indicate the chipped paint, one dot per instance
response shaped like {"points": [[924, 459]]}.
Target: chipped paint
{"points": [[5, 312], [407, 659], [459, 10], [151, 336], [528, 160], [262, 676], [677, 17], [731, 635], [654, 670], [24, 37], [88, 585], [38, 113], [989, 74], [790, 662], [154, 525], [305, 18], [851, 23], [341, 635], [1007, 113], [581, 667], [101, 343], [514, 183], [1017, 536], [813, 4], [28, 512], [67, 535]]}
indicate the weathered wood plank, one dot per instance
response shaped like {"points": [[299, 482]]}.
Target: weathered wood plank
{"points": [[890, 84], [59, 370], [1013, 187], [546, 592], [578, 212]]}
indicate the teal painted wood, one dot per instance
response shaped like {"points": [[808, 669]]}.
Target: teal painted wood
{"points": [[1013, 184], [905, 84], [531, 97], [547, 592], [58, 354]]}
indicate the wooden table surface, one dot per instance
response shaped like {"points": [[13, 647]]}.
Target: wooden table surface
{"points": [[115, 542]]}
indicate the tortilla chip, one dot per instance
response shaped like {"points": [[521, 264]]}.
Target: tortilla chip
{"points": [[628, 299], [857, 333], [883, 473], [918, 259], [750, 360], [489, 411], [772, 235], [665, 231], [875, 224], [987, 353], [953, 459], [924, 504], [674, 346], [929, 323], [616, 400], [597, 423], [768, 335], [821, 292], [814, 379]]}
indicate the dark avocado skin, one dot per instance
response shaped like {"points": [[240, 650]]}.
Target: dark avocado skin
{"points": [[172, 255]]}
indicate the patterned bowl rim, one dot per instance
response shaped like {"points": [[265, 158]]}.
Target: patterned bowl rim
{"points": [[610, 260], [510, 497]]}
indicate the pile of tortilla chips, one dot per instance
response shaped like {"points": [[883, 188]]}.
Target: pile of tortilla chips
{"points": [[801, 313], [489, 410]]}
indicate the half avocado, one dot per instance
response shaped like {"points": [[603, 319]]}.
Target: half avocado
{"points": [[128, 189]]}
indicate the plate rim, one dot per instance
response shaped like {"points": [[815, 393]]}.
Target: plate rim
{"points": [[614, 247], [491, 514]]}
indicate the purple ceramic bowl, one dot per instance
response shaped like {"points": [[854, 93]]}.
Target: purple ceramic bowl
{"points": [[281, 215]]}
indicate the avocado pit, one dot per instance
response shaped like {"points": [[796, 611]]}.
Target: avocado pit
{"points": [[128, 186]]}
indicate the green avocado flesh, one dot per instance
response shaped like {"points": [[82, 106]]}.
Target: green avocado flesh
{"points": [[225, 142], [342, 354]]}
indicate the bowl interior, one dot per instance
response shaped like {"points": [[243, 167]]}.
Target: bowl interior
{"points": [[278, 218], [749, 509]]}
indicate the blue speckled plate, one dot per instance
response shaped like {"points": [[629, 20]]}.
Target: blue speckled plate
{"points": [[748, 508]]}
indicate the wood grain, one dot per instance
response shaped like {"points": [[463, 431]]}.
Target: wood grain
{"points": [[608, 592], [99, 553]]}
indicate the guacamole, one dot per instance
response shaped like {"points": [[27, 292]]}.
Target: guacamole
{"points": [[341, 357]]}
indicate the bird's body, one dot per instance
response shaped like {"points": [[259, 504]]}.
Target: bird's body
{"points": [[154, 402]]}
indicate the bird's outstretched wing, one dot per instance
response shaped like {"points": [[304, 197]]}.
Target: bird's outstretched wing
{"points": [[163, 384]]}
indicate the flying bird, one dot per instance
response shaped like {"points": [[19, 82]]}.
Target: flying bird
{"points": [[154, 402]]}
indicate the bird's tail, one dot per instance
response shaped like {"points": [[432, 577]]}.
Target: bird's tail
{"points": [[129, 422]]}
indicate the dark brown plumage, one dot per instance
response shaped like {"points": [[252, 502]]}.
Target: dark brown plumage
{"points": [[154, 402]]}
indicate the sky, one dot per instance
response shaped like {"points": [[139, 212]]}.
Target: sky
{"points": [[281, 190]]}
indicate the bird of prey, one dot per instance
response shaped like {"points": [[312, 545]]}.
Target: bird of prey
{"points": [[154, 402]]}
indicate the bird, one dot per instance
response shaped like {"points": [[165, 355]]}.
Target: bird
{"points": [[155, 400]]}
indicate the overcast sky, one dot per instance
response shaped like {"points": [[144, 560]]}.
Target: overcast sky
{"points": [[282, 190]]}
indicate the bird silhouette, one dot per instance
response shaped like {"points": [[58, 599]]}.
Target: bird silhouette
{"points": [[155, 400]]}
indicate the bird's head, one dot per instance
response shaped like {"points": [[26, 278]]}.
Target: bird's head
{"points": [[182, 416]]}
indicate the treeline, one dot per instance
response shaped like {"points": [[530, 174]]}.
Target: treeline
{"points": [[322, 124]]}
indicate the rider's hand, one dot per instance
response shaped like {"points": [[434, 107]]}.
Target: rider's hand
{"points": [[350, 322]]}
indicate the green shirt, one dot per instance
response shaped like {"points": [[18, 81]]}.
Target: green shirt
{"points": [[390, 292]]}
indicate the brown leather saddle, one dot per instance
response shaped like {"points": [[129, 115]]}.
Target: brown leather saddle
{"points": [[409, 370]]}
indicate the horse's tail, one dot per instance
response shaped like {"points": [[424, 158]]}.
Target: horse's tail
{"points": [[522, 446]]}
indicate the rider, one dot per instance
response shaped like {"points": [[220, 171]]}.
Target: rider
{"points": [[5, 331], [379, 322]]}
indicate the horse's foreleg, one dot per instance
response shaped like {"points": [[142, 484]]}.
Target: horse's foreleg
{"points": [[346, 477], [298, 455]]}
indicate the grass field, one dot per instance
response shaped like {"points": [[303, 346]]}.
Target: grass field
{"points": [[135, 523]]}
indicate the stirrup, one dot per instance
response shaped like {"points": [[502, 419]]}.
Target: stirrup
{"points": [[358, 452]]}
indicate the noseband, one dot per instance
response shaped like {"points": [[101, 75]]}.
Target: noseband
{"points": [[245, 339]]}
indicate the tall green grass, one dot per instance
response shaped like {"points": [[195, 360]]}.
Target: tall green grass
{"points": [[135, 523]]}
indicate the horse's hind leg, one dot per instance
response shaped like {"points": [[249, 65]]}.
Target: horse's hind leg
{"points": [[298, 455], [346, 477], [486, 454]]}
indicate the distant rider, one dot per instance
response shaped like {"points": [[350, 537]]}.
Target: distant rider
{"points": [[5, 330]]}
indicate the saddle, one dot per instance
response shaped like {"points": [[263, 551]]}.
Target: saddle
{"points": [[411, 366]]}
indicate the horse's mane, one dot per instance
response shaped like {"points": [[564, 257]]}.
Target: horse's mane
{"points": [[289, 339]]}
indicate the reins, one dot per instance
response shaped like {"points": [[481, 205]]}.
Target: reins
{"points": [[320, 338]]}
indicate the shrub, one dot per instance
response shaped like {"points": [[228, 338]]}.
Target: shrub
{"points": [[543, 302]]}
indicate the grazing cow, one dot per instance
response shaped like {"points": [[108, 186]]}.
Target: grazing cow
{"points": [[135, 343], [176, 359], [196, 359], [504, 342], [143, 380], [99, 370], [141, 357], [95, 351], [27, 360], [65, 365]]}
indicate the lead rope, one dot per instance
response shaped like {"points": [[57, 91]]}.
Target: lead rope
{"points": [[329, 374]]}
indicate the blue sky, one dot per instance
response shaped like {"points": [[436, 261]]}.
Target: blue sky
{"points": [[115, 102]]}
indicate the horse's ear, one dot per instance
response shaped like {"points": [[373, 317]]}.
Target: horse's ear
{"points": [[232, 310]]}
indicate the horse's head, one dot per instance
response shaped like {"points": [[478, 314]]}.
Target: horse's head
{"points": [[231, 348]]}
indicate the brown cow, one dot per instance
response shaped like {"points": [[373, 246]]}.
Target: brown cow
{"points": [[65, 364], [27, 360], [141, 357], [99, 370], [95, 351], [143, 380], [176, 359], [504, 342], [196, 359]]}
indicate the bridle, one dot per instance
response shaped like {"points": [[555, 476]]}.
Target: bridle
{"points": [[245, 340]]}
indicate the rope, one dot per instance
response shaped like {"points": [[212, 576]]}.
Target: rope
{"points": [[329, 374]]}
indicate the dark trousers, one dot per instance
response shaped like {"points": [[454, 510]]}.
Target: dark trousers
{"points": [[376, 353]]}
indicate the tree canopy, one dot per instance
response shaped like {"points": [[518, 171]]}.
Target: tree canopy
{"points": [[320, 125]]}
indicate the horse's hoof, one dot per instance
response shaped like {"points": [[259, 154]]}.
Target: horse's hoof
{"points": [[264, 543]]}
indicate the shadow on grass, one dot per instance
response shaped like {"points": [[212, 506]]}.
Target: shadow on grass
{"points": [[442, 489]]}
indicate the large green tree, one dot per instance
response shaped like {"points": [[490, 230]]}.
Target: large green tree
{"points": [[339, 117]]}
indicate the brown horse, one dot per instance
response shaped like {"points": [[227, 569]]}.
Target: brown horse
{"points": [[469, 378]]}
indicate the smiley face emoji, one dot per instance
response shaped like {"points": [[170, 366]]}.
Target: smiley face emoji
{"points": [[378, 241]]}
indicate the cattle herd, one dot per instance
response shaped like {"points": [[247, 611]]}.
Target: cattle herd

***

■ Problem statement ■
Write the lines out verbatim, from the one with "indicate the shadow" through the last line of the entries, and stop there.

■ Exercise result ■
indicate the shadow on grass, one dot per instance
response shaped like {"points": [[212, 506]]}.
Target: shadow on grass
{"points": [[442, 489]]}
indicate the large green tree, one dot per instance
response shaped like {"points": [[490, 230]]}.
Target: large green tree
{"points": [[339, 117]]}
indicate the brown horse, one dot per instance
response shaped like {"points": [[227, 569]]}.
Target: brown horse
{"points": [[469, 378]]}
indicate the smiley face emoji, one dot per instance
response shaped like {"points": [[170, 366]]}.
Target: smiley face emoji
{"points": [[378, 241]]}
indicate the cattle herd, one dot per instance
response shaped like {"points": [[247, 611]]}.
Target: cattle herd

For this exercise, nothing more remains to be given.